### GIVEN ENTRIES ###

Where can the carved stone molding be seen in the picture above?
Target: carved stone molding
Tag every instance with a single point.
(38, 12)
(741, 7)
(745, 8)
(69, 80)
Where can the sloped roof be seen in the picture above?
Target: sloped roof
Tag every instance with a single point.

###

▸ **EXERCISE DETAILS**: Rewrite every entry with "Target" replaced by "Object", leaving everything else unchanged.

▸ **SOLUTION TO THE EXERCISE**:
Where can the carved stone molding be seen in the picture above?
Object: carved stone molding
Tag every instance with a single point.
(38, 12)
(741, 7)
(745, 8)
(69, 80)
Where can the sloped roof be seen in the picture above?
Object: sloped roof
Tag every instance with a single point.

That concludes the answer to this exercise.